- Instruction: Rescale the listing below, starting at the line containing "Study the drawing above and tell me where the grass" and ending at the line containing "[179,165,270,233]": reproduce only those lines, requests included, with every bounding-box coordinate in the answers multiplied by 1.75 and rounded to a whole number, halves rounding up.

- Data for this exercise:
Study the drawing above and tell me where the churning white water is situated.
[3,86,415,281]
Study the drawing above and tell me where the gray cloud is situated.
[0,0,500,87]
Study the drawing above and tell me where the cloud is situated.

==

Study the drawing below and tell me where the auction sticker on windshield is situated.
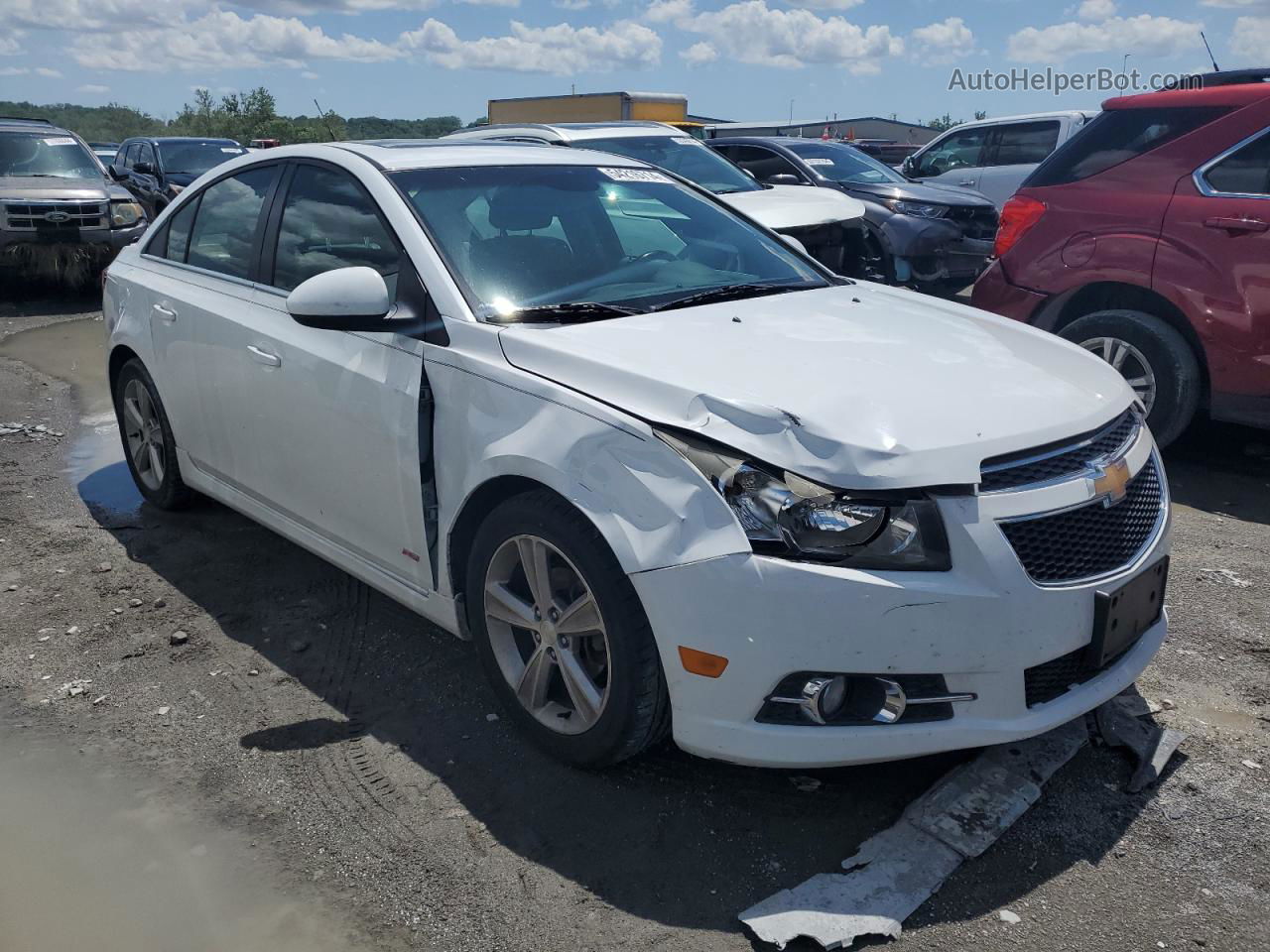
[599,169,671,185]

---

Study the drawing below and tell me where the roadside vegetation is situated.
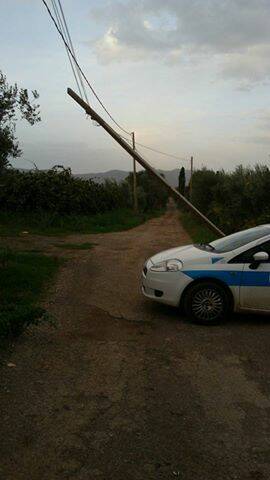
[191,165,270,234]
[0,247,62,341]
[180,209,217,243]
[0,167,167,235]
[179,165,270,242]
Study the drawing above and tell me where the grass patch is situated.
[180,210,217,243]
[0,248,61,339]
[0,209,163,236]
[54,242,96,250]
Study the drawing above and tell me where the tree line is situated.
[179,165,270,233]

- Result for this task:
Study the drawing above and tell me where the grass patch is situated.
[315,368,380,425]
[0,434,107,593]
[0,366,285,413]
[95,424,168,438]
Study the drawing above and tell me where the tree line is situated.
[313,289,473,408]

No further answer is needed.